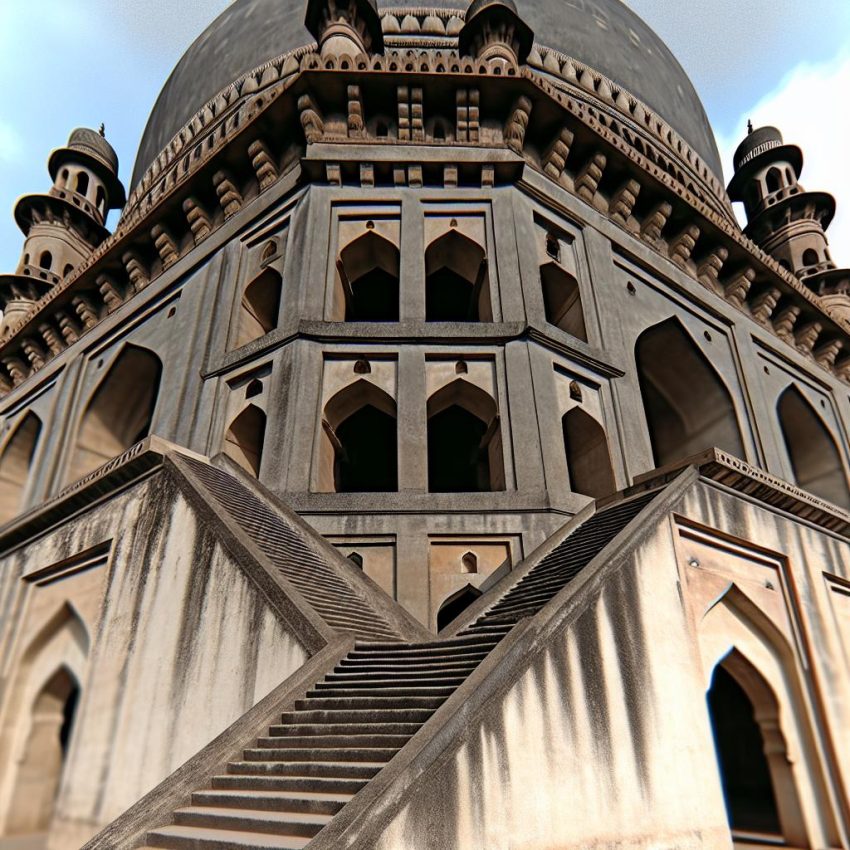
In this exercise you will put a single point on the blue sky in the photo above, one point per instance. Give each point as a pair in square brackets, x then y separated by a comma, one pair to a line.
[69, 63]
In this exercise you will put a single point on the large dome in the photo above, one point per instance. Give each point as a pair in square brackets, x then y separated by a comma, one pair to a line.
[604, 34]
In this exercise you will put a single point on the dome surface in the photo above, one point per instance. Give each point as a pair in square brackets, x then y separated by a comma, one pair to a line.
[604, 34]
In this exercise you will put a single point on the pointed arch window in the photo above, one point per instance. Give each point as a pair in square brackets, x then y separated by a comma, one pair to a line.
[368, 280]
[359, 452]
[588, 460]
[457, 287]
[245, 439]
[464, 441]
[120, 411]
[813, 453]
[562, 300]
[15, 465]
[260, 307]
[687, 406]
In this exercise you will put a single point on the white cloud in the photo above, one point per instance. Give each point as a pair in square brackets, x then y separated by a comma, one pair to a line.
[809, 109]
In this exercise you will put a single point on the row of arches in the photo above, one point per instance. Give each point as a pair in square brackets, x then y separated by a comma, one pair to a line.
[359, 447]
[688, 409]
[457, 287]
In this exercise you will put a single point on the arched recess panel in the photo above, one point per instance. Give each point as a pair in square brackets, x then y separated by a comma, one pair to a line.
[359, 451]
[814, 456]
[687, 406]
[457, 285]
[588, 459]
[258, 312]
[120, 411]
[752, 755]
[245, 438]
[368, 280]
[464, 441]
[455, 605]
[562, 301]
[39, 772]
[15, 464]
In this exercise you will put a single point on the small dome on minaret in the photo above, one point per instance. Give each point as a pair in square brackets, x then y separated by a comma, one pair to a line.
[64, 226]
[783, 219]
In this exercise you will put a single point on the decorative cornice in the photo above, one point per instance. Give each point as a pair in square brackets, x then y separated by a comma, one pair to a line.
[194, 186]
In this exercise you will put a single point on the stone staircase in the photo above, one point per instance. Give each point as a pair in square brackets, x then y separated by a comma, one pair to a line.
[350, 724]
[323, 588]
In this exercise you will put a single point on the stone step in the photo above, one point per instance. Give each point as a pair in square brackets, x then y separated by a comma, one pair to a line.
[309, 769]
[319, 754]
[311, 802]
[327, 741]
[295, 730]
[369, 714]
[391, 690]
[190, 838]
[303, 825]
[355, 675]
[291, 784]
[370, 703]
[470, 661]
[367, 682]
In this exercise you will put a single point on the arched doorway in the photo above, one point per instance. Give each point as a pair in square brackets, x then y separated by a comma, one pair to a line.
[15, 462]
[359, 451]
[814, 456]
[455, 605]
[368, 280]
[464, 441]
[260, 306]
[457, 288]
[588, 460]
[762, 804]
[245, 437]
[687, 406]
[40, 771]
[120, 411]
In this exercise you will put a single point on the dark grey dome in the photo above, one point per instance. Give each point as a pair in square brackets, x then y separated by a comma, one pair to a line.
[604, 34]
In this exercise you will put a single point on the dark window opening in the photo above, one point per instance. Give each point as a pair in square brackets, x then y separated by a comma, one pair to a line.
[814, 455]
[455, 605]
[588, 460]
[687, 406]
[744, 770]
[367, 455]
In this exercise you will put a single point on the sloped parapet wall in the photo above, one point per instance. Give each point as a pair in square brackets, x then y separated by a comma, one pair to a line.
[167, 636]
[588, 726]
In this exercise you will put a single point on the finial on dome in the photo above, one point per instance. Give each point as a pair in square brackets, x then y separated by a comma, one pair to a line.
[494, 30]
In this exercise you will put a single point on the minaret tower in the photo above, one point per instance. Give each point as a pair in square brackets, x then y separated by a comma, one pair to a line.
[63, 227]
[784, 220]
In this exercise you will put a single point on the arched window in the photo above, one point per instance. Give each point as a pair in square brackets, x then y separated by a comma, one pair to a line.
[457, 287]
[120, 411]
[687, 406]
[367, 280]
[774, 180]
[359, 446]
[40, 771]
[15, 462]
[562, 301]
[588, 461]
[260, 307]
[245, 437]
[752, 756]
[811, 449]
[464, 441]
[455, 605]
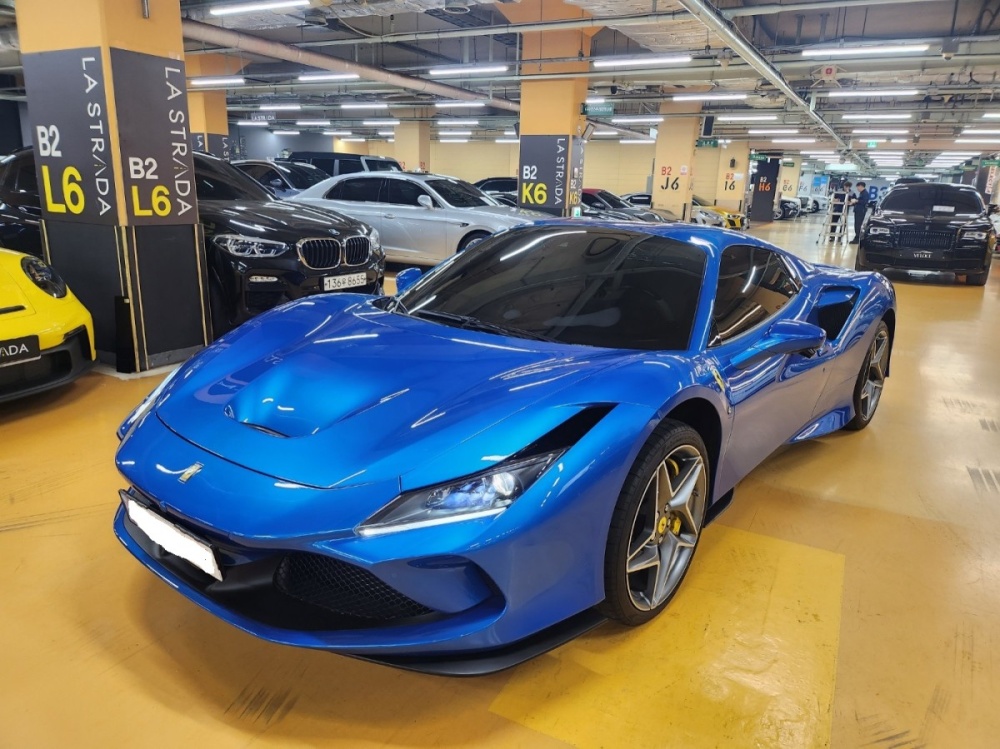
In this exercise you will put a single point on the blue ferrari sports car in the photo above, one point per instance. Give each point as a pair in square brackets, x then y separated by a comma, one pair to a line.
[524, 442]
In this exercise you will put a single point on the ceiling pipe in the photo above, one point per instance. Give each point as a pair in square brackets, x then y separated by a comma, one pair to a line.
[761, 10]
[210, 34]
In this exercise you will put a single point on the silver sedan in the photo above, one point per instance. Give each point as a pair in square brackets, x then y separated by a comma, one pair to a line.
[421, 218]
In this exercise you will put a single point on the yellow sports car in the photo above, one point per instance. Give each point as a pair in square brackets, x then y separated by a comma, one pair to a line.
[703, 212]
[46, 335]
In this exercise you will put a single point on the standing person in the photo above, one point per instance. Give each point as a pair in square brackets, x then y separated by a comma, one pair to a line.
[860, 208]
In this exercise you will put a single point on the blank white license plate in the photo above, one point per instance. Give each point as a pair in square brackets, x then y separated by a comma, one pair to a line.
[350, 281]
[173, 539]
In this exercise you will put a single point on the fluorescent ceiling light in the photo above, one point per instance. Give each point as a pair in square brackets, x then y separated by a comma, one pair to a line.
[469, 70]
[229, 10]
[867, 116]
[230, 80]
[639, 62]
[881, 50]
[747, 118]
[847, 93]
[636, 119]
[708, 97]
[309, 77]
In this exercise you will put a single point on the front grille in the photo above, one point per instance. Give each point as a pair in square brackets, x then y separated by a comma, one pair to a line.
[320, 254]
[356, 250]
[924, 240]
[342, 588]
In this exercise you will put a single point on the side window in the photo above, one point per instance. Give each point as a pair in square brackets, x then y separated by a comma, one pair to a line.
[401, 192]
[360, 190]
[753, 285]
[349, 166]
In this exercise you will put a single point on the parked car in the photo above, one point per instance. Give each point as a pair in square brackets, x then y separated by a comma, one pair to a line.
[335, 164]
[929, 226]
[703, 212]
[280, 177]
[641, 199]
[46, 335]
[603, 200]
[261, 251]
[421, 218]
[462, 477]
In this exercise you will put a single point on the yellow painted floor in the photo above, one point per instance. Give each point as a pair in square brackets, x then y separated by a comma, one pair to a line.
[850, 597]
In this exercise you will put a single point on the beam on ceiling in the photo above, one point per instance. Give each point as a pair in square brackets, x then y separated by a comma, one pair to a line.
[209, 34]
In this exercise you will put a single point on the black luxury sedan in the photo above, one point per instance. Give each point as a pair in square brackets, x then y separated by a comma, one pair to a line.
[261, 251]
[929, 226]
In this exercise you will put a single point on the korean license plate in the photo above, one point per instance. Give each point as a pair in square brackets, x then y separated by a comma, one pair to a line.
[349, 281]
[17, 350]
[178, 542]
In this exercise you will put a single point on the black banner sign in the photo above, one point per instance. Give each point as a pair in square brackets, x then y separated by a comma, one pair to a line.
[544, 174]
[764, 191]
[69, 127]
[157, 166]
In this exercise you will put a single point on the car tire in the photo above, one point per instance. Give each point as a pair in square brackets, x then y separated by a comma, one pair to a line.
[470, 238]
[655, 528]
[871, 378]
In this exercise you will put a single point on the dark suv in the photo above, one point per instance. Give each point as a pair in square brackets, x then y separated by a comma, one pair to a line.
[929, 226]
[261, 251]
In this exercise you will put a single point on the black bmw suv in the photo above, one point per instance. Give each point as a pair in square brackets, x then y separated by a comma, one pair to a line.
[261, 251]
[929, 226]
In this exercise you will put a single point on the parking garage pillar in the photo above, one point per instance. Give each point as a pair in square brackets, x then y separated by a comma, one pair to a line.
[550, 170]
[734, 166]
[209, 117]
[673, 175]
[107, 100]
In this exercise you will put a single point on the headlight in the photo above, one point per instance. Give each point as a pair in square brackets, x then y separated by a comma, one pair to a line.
[143, 408]
[236, 244]
[44, 277]
[979, 235]
[478, 496]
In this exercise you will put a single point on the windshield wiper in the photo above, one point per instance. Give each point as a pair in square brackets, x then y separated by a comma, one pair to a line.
[468, 322]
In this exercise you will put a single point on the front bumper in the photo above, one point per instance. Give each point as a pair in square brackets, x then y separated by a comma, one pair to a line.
[57, 366]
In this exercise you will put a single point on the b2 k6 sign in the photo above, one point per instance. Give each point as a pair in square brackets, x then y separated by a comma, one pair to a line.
[69, 126]
[158, 169]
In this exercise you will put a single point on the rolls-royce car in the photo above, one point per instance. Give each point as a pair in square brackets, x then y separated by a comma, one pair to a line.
[421, 218]
[46, 335]
[524, 442]
[929, 226]
[281, 177]
[261, 251]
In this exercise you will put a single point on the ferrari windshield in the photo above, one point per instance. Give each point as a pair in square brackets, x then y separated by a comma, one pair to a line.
[593, 286]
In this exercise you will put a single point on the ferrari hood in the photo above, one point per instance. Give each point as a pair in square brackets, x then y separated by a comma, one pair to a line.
[334, 392]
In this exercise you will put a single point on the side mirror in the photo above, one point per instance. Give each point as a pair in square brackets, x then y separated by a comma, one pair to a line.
[407, 277]
[783, 337]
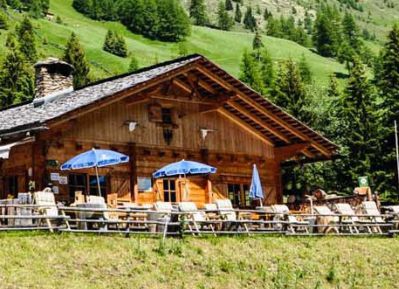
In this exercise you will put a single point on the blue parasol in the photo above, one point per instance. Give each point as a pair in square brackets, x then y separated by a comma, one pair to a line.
[184, 168]
[95, 159]
[256, 192]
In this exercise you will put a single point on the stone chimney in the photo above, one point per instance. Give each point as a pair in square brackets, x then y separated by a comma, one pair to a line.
[53, 78]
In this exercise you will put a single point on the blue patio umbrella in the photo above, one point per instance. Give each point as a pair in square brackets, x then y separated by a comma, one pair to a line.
[184, 168]
[255, 191]
[95, 159]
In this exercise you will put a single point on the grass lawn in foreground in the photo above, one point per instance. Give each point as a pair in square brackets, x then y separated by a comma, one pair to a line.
[29, 260]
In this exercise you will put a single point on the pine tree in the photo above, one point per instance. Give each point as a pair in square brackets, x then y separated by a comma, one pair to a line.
[134, 64]
[327, 31]
[16, 79]
[266, 70]
[198, 12]
[174, 24]
[351, 32]
[3, 21]
[290, 92]
[75, 55]
[26, 39]
[387, 79]
[249, 72]
[333, 91]
[224, 20]
[257, 44]
[304, 69]
[238, 14]
[115, 44]
[249, 20]
[229, 5]
[358, 126]
[11, 41]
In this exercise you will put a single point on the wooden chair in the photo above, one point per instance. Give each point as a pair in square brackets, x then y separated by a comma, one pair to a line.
[348, 217]
[327, 219]
[294, 225]
[48, 208]
[195, 218]
[112, 200]
[374, 215]
[79, 198]
[228, 214]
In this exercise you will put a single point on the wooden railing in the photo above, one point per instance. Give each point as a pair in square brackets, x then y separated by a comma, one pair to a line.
[175, 223]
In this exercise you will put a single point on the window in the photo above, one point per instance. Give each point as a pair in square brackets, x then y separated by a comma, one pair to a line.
[167, 116]
[144, 184]
[76, 183]
[169, 190]
[13, 185]
[239, 195]
[94, 187]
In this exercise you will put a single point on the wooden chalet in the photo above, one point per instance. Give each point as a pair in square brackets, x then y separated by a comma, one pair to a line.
[188, 108]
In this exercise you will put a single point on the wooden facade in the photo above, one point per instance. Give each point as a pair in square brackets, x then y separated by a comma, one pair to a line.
[196, 112]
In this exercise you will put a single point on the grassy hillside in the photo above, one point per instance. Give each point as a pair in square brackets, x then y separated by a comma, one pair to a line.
[225, 48]
[377, 16]
[77, 261]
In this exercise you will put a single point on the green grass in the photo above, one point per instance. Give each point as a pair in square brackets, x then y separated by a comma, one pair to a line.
[224, 48]
[87, 261]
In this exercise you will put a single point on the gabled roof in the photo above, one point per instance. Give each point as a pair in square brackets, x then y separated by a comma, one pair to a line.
[244, 105]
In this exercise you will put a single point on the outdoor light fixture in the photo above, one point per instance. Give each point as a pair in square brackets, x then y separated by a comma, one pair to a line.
[132, 125]
[205, 131]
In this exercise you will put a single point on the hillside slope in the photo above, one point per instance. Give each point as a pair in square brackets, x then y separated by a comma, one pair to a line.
[224, 48]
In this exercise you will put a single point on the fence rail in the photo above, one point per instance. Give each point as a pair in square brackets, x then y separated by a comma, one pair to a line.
[175, 223]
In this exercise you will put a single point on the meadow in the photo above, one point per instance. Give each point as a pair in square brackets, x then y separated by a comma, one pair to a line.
[224, 48]
[39, 260]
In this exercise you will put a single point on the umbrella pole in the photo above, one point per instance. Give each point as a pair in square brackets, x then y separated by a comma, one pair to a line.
[98, 182]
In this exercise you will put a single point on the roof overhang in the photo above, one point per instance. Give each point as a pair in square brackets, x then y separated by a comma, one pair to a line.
[6, 148]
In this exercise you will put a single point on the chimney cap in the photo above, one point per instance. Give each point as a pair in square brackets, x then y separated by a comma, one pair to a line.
[55, 63]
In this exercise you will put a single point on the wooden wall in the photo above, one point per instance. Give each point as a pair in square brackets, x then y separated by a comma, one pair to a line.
[228, 147]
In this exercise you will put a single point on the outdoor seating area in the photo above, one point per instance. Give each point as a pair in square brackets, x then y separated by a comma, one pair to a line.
[175, 219]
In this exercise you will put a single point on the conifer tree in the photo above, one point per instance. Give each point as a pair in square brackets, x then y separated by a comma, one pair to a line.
[304, 69]
[249, 72]
[387, 79]
[75, 55]
[358, 126]
[174, 24]
[198, 12]
[26, 39]
[257, 44]
[249, 20]
[134, 64]
[115, 44]
[16, 79]
[229, 5]
[290, 92]
[237, 14]
[327, 31]
[3, 21]
[225, 22]
[267, 70]
[332, 90]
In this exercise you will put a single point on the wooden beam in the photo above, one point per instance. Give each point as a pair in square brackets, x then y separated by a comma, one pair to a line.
[122, 94]
[245, 126]
[259, 121]
[253, 103]
[182, 85]
[133, 172]
[287, 152]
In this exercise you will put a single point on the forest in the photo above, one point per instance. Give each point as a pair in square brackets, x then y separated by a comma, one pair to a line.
[355, 110]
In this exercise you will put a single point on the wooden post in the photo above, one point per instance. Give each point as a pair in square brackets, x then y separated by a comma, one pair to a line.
[133, 172]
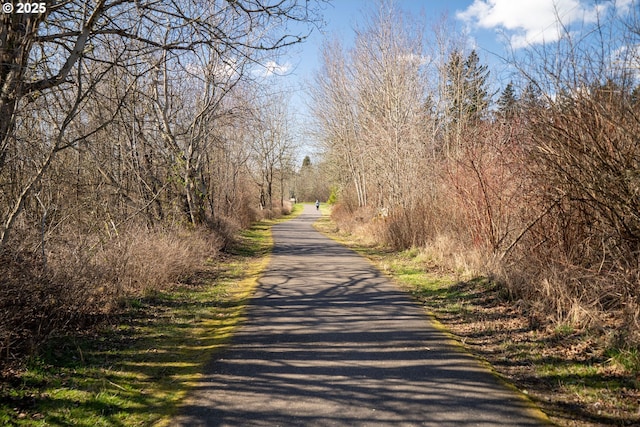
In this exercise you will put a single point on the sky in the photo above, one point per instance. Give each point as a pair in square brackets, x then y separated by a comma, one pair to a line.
[491, 26]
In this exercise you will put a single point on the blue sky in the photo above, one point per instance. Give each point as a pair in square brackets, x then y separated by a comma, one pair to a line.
[490, 25]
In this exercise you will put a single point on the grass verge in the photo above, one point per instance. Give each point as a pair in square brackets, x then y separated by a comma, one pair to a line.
[137, 370]
[570, 374]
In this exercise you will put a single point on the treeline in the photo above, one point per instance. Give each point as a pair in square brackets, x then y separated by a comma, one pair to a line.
[135, 137]
[536, 184]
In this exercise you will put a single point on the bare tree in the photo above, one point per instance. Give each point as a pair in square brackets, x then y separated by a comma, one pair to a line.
[50, 52]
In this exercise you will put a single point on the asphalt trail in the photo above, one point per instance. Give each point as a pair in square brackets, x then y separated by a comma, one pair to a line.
[330, 342]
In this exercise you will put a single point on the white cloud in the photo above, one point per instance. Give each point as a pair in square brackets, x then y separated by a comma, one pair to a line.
[529, 22]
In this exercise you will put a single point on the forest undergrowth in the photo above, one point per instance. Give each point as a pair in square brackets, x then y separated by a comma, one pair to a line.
[577, 374]
[118, 338]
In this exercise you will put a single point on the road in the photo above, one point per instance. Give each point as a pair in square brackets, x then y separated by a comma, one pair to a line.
[329, 341]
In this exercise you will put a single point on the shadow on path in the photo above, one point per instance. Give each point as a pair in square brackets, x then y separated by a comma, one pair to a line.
[329, 341]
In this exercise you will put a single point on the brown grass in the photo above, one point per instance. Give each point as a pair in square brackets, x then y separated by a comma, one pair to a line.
[87, 279]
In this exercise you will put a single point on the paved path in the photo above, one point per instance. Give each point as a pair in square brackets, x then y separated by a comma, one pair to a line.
[330, 342]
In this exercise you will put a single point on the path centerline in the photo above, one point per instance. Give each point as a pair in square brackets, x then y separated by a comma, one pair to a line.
[329, 341]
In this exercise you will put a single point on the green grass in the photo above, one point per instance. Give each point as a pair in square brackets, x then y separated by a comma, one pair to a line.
[567, 383]
[137, 371]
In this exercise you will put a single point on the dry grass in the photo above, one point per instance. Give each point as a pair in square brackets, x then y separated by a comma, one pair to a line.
[87, 279]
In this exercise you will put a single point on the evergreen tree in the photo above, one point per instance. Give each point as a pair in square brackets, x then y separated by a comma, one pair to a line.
[507, 103]
[467, 96]
[476, 87]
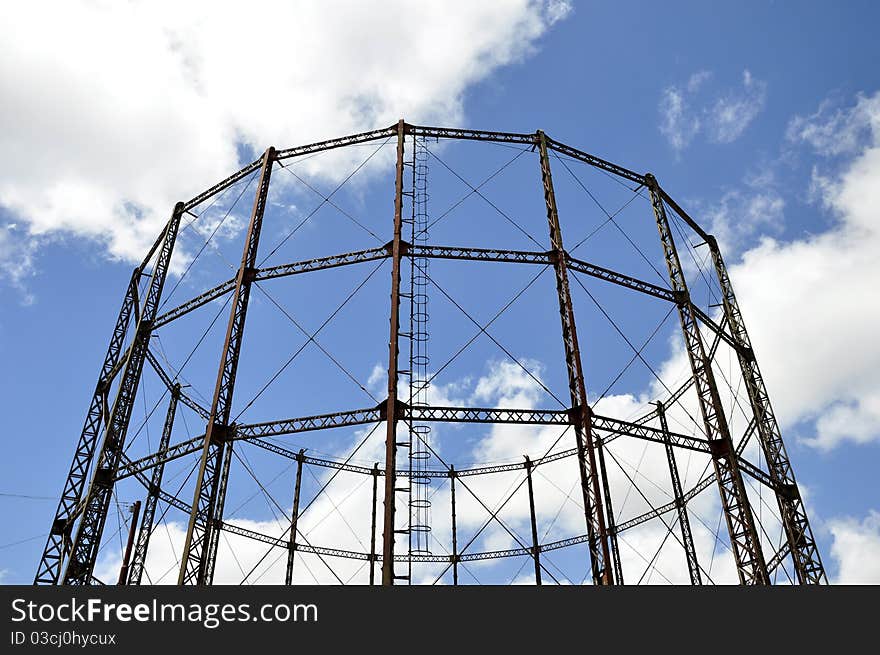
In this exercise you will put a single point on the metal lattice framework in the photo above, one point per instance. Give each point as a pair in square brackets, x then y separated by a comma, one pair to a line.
[100, 460]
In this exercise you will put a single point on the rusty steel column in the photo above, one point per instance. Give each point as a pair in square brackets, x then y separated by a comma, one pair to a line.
[454, 528]
[684, 524]
[536, 551]
[391, 413]
[199, 551]
[746, 545]
[294, 518]
[609, 511]
[802, 544]
[591, 487]
[84, 553]
[139, 559]
[126, 558]
[58, 543]
[375, 474]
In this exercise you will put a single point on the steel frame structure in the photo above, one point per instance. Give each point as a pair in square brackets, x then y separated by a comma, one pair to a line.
[100, 462]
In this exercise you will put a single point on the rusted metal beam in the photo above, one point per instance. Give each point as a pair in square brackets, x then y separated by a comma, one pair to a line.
[294, 519]
[391, 408]
[591, 486]
[745, 543]
[199, 548]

*TASK BRIEF*: Using the records above, copy exactly and only the lines from the line with "the dry grass" through the end, both included; leave every picture out.

*OUTPUT BELOW*:
In this exercise you will put a single point on the dry grass in the photo above, one point per instance. Give each point as a pair in square brackets, x then y separated by a comma, one pair to a line.
[87, 279]
In this exercise you will put a single point on the evergreen tree in the photo above, one point per instance. Give each point as a pair in square brackets, x then y separated by a comma, one pair to a line.
[507, 103]
[467, 96]
[476, 87]
In this exercise you will put a single point on the metal lattice framework in the photo above, one point per instance. Give each point as a pair in square brackets, x then y separated by a comma, one pair to a line.
[100, 460]
In this exercise you will put a single point on the rusty steel column in the photo above, one point per instance. Give each point as a pair in square brackets, x then y separated by a comma, one pair to a line.
[454, 528]
[684, 524]
[536, 551]
[391, 413]
[199, 551]
[746, 545]
[294, 518]
[609, 511]
[802, 544]
[591, 487]
[84, 553]
[139, 559]
[126, 558]
[58, 543]
[375, 474]
In this exercise you will put a single point on the steel frame structure in the photo above, one point per instance. Give each point as a pair in square brackets, x then y separated by a comma, one pair to a line.
[100, 462]
In this exercise you will put a single point on the rusted metal beam in the photo above, one point per instance. Give each point as a pair in square brackets, x then y separated by a comma, one pair to a line.
[294, 519]
[391, 408]
[591, 486]
[745, 543]
[199, 548]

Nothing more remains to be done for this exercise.